- [WRITTEN TASK]
Rewrite every item below, swapping the word "pin" for "marker" and leaving everything else as it is. Leave the pictures out of your answer.

[Point labeling data from photos]

** Start **

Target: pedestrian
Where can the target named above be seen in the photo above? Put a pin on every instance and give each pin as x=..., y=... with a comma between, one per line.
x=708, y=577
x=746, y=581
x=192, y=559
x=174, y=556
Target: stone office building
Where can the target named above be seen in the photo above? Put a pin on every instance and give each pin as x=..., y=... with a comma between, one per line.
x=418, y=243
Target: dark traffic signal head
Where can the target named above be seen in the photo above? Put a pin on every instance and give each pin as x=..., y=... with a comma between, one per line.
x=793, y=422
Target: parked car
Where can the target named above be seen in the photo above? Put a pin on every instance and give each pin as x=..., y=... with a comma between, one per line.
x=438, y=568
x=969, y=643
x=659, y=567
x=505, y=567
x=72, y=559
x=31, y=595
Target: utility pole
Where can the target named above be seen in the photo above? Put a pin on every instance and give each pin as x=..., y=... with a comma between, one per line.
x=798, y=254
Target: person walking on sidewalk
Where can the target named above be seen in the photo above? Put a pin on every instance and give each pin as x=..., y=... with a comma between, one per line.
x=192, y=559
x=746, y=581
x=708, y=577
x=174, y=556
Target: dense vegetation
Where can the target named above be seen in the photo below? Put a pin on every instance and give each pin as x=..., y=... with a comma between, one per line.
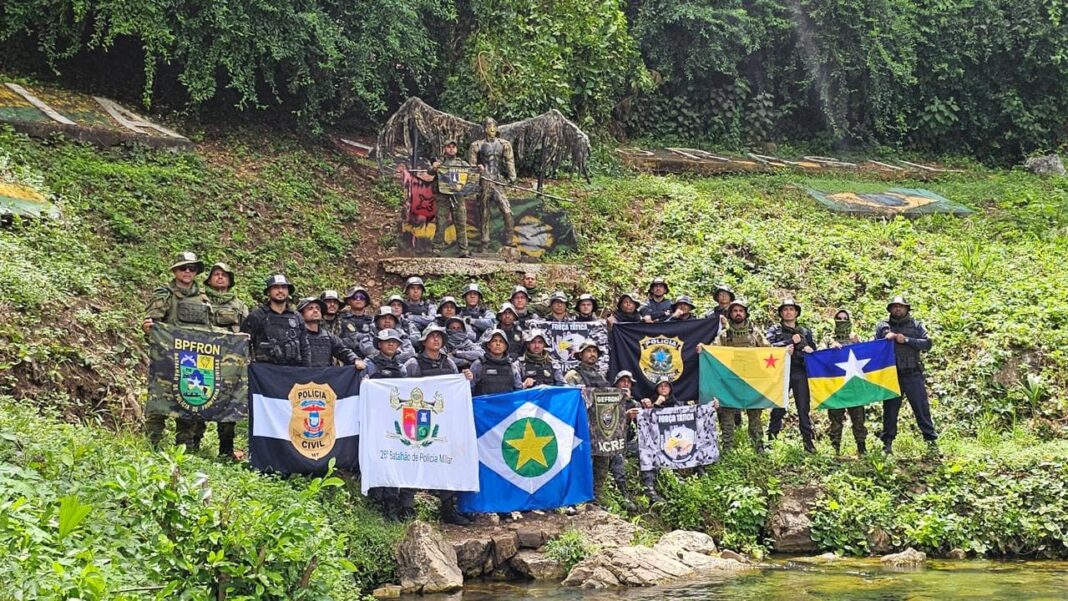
x=984, y=77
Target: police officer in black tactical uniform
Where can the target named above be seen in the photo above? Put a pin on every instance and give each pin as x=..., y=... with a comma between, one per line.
x=910, y=339
x=323, y=345
x=798, y=342
x=277, y=331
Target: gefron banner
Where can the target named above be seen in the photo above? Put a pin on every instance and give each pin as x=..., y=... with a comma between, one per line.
x=653, y=350
x=198, y=374
x=300, y=417
x=418, y=432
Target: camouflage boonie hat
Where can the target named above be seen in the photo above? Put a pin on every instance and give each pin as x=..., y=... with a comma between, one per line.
x=225, y=269
x=279, y=280
x=187, y=257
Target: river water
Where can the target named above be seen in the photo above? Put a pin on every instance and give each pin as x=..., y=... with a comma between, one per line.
x=852, y=580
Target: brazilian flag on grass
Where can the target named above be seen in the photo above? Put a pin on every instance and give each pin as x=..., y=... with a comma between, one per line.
x=744, y=377
x=852, y=376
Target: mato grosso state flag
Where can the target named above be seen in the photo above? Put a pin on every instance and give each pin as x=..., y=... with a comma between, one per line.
x=301, y=417
x=852, y=375
x=533, y=451
x=653, y=350
x=198, y=374
x=418, y=432
x=745, y=377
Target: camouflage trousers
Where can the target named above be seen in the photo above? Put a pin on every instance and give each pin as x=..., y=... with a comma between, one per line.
x=492, y=193
x=856, y=422
x=451, y=206
x=726, y=417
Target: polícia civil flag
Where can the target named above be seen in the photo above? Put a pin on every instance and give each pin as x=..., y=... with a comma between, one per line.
x=852, y=376
x=533, y=451
x=744, y=377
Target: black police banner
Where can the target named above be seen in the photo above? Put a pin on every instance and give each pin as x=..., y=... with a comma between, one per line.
x=607, y=422
x=197, y=374
x=654, y=350
x=300, y=417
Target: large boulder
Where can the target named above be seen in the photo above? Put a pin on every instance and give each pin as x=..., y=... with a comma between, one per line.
x=908, y=558
x=789, y=524
x=536, y=566
x=1050, y=164
x=426, y=563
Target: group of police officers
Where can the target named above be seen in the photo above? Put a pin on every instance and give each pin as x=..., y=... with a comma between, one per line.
x=408, y=335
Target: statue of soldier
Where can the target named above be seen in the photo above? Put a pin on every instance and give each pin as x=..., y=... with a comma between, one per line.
x=181, y=302
x=454, y=203
x=277, y=331
x=496, y=161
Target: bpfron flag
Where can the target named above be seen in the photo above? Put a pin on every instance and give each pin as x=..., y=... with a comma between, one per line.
x=300, y=417
x=418, y=432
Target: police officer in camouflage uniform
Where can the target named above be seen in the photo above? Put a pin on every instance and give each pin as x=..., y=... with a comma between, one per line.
x=799, y=343
x=277, y=331
x=844, y=336
x=323, y=346
x=181, y=302
x=331, y=312
x=496, y=161
x=740, y=332
x=454, y=204
x=910, y=339
x=228, y=314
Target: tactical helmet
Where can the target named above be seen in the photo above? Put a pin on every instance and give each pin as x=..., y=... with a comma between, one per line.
x=658, y=281
x=496, y=332
x=309, y=300
x=531, y=335
x=899, y=300
x=388, y=334
x=682, y=300
x=723, y=288
x=435, y=329
x=631, y=296
x=590, y=298
x=187, y=257
x=788, y=302
x=507, y=306
x=357, y=290
x=225, y=269
x=399, y=299
x=279, y=280
x=589, y=344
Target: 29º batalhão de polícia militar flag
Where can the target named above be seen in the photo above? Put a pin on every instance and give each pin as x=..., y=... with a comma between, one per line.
x=301, y=417
x=852, y=376
x=744, y=377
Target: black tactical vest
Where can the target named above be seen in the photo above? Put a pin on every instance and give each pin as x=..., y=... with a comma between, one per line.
x=496, y=377
x=387, y=367
x=428, y=366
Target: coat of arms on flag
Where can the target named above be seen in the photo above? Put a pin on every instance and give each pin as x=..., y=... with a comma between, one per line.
x=418, y=432
x=532, y=451
x=852, y=376
x=676, y=437
x=745, y=377
x=301, y=417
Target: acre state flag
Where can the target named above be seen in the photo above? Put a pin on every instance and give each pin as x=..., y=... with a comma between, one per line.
x=301, y=417
x=745, y=377
x=852, y=376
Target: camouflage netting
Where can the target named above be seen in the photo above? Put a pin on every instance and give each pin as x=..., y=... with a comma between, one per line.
x=550, y=138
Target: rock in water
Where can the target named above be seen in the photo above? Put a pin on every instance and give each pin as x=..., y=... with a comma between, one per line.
x=426, y=563
x=790, y=526
x=908, y=558
x=1050, y=164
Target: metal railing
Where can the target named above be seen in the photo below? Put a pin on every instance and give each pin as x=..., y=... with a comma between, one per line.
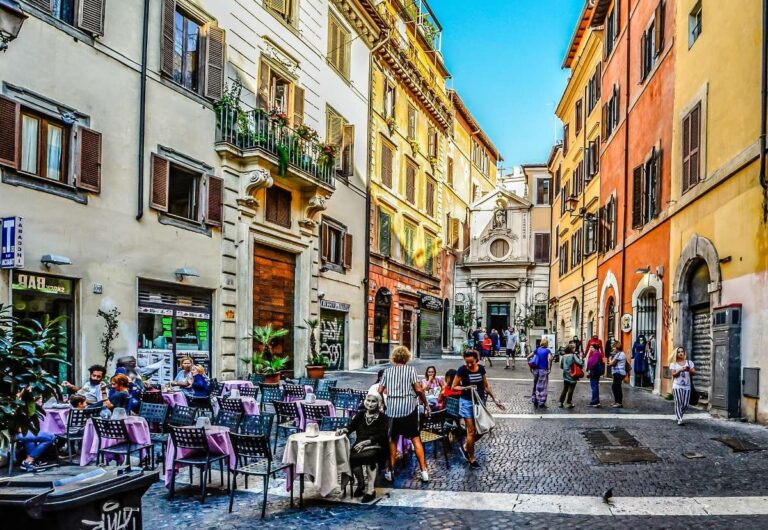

** End **

- [EXPECTED ANSWER]
Target: pedestrian
Where can the target named above be seen in the photo above? Put a marker on every instance and give each marker as x=..., y=... with a comma between, one per line.
x=708, y=577
x=746, y=581
x=192, y=559
x=174, y=556
Target: stone office building
Where can the target named above be seen in the photo above? Put a marker on every instance and give each marker as x=..., y=... with a comma between, one per line.
x=418, y=243
Target: dark traffic signal head
Where can the target named above be seen in the photo above? Put a marker on every instance and give each marker as x=..., y=... with a comma between, one per line.
x=793, y=422
Target: parked car
Where can the target named above be seen in the photo above? Put a marker on every instance and give each marker as x=..., y=... with a comma between, one per line.
x=438, y=568
x=969, y=643
x=659, y=567
x=505, y=567
x=72, y=559
x=31, y=595
Target: utility pole
Where can the target named above be seen in the photo above? Put a marker on every instance and give each marker as x=..., y=... with a comma between, one per line.
x=798, y=254
Target: person walking on sidewalk
Where can the target named above be seen in the photo above? Put a marker on every instance and give each marker as x=..., y=... with a comma between, one per line.
x=192, y=559
x=746, y=581
x=708, y=577
x=174, y=556
Target: dense vegetation
Where can the target named above be seen in the photo below? Put a marker on every instance and give each marker as x=..., y=... with a comma between, one per line.
x=984, y=77
Target: police officer in black tactical uniform
Where can the target named above be seen in the photo above? Put a marker on every instance and give each marker as x=..., y=... with a comma between, one per line.
x=910, y=339
x=323, y=345
x=798, y=342
x=277, y=331
Target: gefron banner
Where can the target named above be seen in the photo above? Put a marker on every instance and give each marker as x=..., y=... with a comma between, one per line.
x=653, y=350
x=198, y=374
x=300, y=417
x=418, y=432
Target: camouflage boonie hat
Where can the target named above be seen in the photo above? Put a marker on every instance and give each marker as x=..., y=... with a comma between, one per line.
x=225, y=269
x=279, y=280
x=187, y=257
Target: river water
Where can the target named above be seen in the photo above? Put a marker on every instance and give each marker as x=..., y=... with a comma between, one per line.
x=852, y=580
Target: brazilian flag on grass
Where can the target named above be seen in the photo above? Put a marker on every instance and give each marker as x=..., y=... with a comma between, one per line.
x=744, y=377
x=852, y=376
Target: mato grosso state flag
Where can the target named above be seen in the photo above? Put a marker on every instance and give each marker as x=..., y=... with a comma between, one per line.
x=301, y=417
x=852, y=375
x=533, y=451
x=653, y=350
x=198, y=374
x=418, y=432
x=745, y=377
Target: camouflage trousers
Where can the target named above be seen in the photo above? Put a marker on every instance and give each marker as x=..., y=... with a comma between, one per line.
x=492, y=193
x=856, y=422
x=451, y=206
x=726, y=417
Target: polícia civil flag
Where can the target named above be seen in the photo above? Put a marker on every instance and give each marker as x=..., y=... with a comma between, one per line.
x=852, y=376
x=533, y=451
x=744, y=377
Target: black police banner
Where can the target named above be seen in the photo above? Put a marker on every instance and give each marker as x=..., y=... with a comma between, one per line.
x=607, y=422
x=197, y=374
x=654, y=350
x=300, y=417
Target: large boulder
Where can the target named above be seen in the photo above? Put a marker on every instance and give each marker as x=..., y=... with a comma between, one per line.
x=908, y=558
x=789, y=524
x=536, y=566
x=1050, y=164
x=426, y=563
Target: group of police officers
Where can the target named above be seen in the photo above? Put a marker on every instance and give each marker as x=..., y=... with a comma between, one per line.
x=408, y=335
Target: statue of soldier
Where can the target named above be seen in the photo above? Put a marker on every instance and give each marker as x=..., y=... with a comma between, one per line.
x=181, y=302
x=454, y=203
x=277, y=331
x=496, y=161
Target: bpfron flag
Where can the target named above be seen in the photo above? Put a marker on every instance and give each marker as x=..., y=... with a comma between, one per line.
x=300, y=417
x=418, y=432
Target: police officer in camouflage uniform
Where can the target named above be seen in the photo above? Put a marker on every instance and give each marker as x=..., y=... with a comma between, one per line.
x=799, y=343
x=277, y=331
x=844, y=336
x=323, y=346
x=181, y=302
x=331, y=312
x=496, y=161
x=740, y=332
x=454, y=204
x=910, y=339
x=228, y=314
Target: tactical helmet
Where can the target named above be seen in the photo above? Put a marker on every instance and give each marker as x=..., y=... with a comma between, one per line.
x=658, y=281
x=496, y=332
x=309, y=300
x=531, y=335
x=899, y=300
x=388, y=334
x=682, y=300
x=723, y=288
x=435, y=329
x=631, y=296
x=590, y=298
x=187, y=257
x=788, y=302
x=507, y=306
x=357, y=290
x=225, y=269
x=399, y=299
x=279, y=280
x=589, y=344
Target: 29º batalhão de polícia militar flag
Where can the target named above be seen in the photo above? Put a marker on every instance and give each marker as x=..., y=... with a comma between, one per line.
x=301, y=417
x=852, y=376
x=744, y=377
Target: black tactical vest
Where can the target named above be seen in the photo above? Put a marker on every instance and give each marker as x=..., y=... with a comma between, one per line.
x=496, y=377
x=387, y=367
x=428, y=366
Target: coat of arms on flag
Where can the target named above be seen in the photo above? Put a marker on every instance and give each marker as x=..., y=... with a comma between, one per line.
x=418, y=432
x=532, y=451
x=852, y=376
x=676, y=437
x=745, y=377
x=301, y=417
Target: acre state flag
Where can the target named above be seen in the photo above? Put a marker on every instance and give each marker as x=..., y=... with a comma between, one per line.
x=301, y=417
x=745, y=377
x=852, y=376
Target: camouflage netting
Where can the target named above be seen in the photo above? Put a marker on every instance and give each marker as x=..., y=... with a comma between, one per line.
x=550, y=138
Target: rock in water
Where can the target named above be seen in the photo above? Put a marker on every instance and give each marker as x=..., y=... with a comma between, one per line.
x=426, y=563
x=790, y=526
x=908, y=558
x=1050, y=164
Target: metal railing
Where can the target named above be seen in the photo below? Put a marker on every instance and give each marker as x=..., y=... with a comma between, one per line.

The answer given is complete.